Ausgelöst durch Charles Perraults These von der Überlegenheit der Epoche Ludwigs XIV. gegenüber der Antike, spezifizierte sich dieser Wettstreit ab 1687 historisch als ein diachroner Vergleich von Antike und Moderne beziehungsweise als eine Kontroverse um die Relevanz und Gültigkeit antikischer Kunstmaßstäbe und -ideale für die Gegenwart. In Deutschland sehr genau verfolgt und debattiert, erfuhr dieser Streit in Friedrich Schillers Schrift Über naive und sentimentalische Dichtung einen nachgetragenen Höhepunkt.[45]

Die Geschichte der Beziehung von Text und Bild, Literatur und bildender Kunst ist also von Anfang an gekennzeichnet von Debatten über ihre Komplementarität, Defizienz oder Vorrangigkeit und nicht zuletzt über Ähnlichkeitsbeziehungen.
━━━
» **Aufgaben**:
1. Schreib aus dem ausgewählten Text den Teil ab, der mit den Worten „Die Geschichte der“ anfängt und mit „zuletzt über Ähnlichkeitsbeziehungen.“ aufhört.
2. Prüf am ausgewählten Text, ob diese Aussagen stimmen, und antworte jeweils mit Ja oder Nein samt den entscheidenden Worten als genaues Zitat: (a) Ab 1687 wurde der Streit zu einem Vergleich von Antike und Moderne. (b) In Deutschland fand der Streit kaum Beachtung. (c) Auslöser war Perraults These, die Antike sei der Epoche Ludwigs XIV. überlegen.
━━━
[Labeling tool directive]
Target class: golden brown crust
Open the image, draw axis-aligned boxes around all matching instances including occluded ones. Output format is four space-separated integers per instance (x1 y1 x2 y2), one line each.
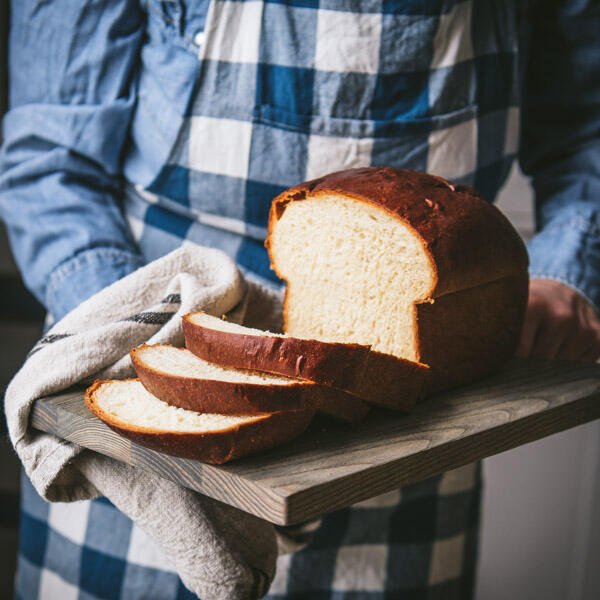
129 344 315 415
317 385 370 423
266 167 528 298
265 167 529 392
85 380 314 464
182 313 427 410
416 275 529 392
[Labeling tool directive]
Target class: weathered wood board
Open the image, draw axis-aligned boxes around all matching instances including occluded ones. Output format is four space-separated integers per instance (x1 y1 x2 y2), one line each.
32 361 600 525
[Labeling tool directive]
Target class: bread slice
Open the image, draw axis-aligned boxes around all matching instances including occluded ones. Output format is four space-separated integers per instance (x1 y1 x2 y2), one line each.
130 344 317 415
266 167 528 389
85 379 314 464
183 312 428 410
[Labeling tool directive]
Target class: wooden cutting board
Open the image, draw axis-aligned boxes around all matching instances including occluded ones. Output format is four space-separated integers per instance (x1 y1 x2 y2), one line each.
31 360 600 525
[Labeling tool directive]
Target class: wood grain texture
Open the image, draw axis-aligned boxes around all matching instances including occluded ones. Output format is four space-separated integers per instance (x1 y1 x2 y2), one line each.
32 361 600 525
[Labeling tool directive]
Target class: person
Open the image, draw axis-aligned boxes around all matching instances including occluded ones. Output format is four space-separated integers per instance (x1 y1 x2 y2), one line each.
0 0 600 600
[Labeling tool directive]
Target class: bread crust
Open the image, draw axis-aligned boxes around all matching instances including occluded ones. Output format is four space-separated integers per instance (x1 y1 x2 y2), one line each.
265 167 529 392
265 167 529 300
129 344 317 415
183 313 428 412
85 380 314 464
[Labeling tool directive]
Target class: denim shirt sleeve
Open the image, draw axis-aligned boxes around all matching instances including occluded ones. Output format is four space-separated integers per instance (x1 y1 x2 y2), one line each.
0 0 144 319
520 0 600 310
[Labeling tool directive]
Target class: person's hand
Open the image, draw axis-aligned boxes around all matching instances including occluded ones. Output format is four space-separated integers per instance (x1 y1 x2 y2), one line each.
517 279 600 361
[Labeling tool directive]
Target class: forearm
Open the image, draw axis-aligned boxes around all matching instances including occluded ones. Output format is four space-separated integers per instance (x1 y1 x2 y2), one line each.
520 1 600 308
0 0 143 318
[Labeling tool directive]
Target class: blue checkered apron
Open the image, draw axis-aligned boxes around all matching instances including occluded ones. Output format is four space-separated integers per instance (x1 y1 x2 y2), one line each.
17 0 519 600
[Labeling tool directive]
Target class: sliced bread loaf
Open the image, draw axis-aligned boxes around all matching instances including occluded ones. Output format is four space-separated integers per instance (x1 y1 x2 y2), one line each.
130 344 316 415
85 379 314 464
266 167 528 389
183 312 428 410
130 344 369 423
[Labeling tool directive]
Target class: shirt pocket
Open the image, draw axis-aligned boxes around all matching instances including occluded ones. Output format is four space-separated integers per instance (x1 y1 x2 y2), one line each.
144 0 212 56
253 103 478 185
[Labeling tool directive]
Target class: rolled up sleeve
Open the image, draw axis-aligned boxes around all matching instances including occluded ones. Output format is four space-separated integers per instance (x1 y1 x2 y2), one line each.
520 1 600 310
0 0 144 318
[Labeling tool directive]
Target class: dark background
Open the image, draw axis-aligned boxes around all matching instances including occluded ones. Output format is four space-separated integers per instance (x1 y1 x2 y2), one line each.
0 0 43 598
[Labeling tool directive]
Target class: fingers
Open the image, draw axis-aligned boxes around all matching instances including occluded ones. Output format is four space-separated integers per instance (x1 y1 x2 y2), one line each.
516 314 539 358
517 280 600 361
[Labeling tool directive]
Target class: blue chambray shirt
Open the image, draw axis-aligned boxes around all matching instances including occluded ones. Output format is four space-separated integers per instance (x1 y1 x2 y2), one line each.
0 0 600 318
0 0 600 600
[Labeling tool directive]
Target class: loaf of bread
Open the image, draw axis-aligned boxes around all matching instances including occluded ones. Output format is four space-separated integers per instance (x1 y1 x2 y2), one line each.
130 344 368 422
85 379 314 464
266 167 528 391
182 312 428 410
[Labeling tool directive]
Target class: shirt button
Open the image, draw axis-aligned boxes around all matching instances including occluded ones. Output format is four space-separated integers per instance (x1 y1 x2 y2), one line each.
194 31 209 46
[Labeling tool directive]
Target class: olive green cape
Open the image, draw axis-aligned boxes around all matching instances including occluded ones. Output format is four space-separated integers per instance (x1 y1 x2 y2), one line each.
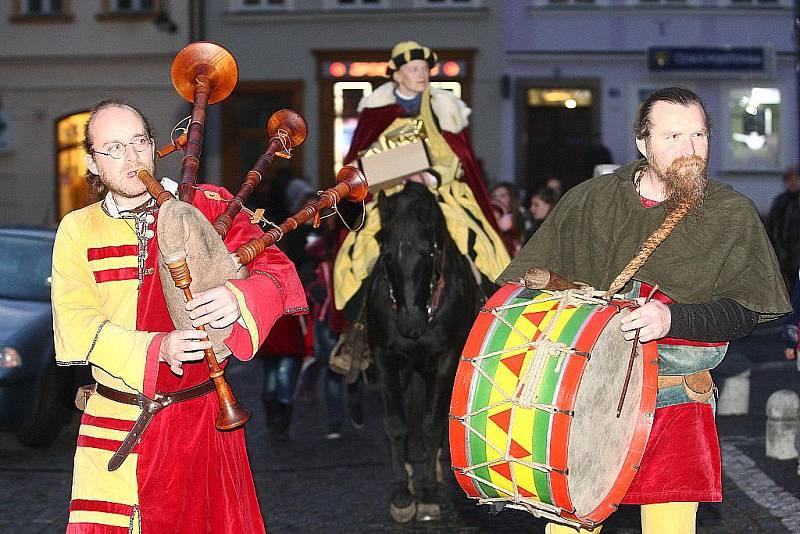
497 160 791 322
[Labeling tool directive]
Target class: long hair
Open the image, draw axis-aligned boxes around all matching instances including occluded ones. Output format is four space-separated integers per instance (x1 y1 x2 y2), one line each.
83 98 154 199
633 87 711 139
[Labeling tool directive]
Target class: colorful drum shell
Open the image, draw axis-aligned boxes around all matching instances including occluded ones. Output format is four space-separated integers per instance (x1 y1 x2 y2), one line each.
450 284 658 526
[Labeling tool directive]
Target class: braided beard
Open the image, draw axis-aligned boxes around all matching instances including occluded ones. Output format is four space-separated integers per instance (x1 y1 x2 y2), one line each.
651 155 708 219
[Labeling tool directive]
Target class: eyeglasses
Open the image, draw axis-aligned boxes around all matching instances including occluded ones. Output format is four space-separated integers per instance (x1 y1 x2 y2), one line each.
92 135 153 159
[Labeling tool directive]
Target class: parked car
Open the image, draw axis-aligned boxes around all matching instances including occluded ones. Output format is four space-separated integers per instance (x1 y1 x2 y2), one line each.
0 227 91 447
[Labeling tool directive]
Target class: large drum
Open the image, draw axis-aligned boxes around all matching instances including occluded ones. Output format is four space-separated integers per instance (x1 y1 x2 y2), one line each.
450 284 658 528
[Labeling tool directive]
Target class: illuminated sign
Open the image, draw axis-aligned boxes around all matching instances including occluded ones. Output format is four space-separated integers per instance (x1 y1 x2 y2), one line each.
322 60 467 79
647 47 770 72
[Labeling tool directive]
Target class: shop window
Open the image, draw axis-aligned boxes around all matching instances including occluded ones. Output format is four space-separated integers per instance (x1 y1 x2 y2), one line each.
111 0 155 13
333 80 461 175
20 0 64 16
726 87 781 172
533 0 608 7
414 0 483 9
56 111 94 220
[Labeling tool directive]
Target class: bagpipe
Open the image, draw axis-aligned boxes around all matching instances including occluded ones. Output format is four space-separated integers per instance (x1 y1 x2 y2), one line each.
137 42 367 430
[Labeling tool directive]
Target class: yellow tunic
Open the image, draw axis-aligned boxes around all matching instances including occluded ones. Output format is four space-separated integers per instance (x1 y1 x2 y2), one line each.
333 91 511 309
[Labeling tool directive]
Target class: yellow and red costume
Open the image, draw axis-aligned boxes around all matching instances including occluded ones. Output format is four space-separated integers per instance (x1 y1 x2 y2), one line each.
52 182 307 534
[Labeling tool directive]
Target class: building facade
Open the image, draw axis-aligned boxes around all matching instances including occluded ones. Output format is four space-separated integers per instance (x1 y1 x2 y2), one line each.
0 0 502 224
502 0 798 213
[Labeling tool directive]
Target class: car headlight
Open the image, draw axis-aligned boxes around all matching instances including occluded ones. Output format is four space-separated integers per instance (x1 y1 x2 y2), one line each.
0 347 22 369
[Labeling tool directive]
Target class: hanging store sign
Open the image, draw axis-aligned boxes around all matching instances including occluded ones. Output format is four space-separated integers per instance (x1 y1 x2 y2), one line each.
0 111 11 152
321 60 467 79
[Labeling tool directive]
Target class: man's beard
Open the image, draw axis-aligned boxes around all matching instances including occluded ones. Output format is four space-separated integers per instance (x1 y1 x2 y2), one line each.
652 154 708 219
100 162 155 198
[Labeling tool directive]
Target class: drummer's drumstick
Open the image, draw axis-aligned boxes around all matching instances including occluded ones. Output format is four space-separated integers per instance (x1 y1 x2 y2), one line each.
617 285 658 419
522 267 582 291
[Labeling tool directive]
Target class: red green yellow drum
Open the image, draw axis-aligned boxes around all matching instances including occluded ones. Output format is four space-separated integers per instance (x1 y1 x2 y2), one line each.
450 284 658 527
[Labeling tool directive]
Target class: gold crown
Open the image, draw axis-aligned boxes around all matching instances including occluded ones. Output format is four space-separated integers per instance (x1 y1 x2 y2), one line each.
386 41 439 76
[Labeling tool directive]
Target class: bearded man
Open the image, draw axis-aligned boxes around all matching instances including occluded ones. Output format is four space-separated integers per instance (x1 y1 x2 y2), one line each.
52 100 307 534
498 87 791 534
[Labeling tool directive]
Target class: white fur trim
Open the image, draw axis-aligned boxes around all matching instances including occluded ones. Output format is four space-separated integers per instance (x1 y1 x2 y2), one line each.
358 82 472 133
━━━
» **Lösungen**:
1.
Die Geschichte der Beziehung von Text und Bild, Literatur und bildender Kunst ist also von Anfang an gekennzeichnet von Debatten über ihre Komplementarität, Defizienz oder Vorrangigkeit und nicht zuletzt über Ähnlichkeitsbeziehungen.

2.
(a) Ja: „spezifizierte sich dieser Wettstreit ab 1687 historisch als ein diachroner Vergleich von Antike und Moderne“
(b) Nein: „In Deutschland sehr genau verfolgt und debattiert“
(c) Nein: „Charles Perraults These von der Überlegenheit der Epoche Ludwigs XIV. gegenüber der Antike“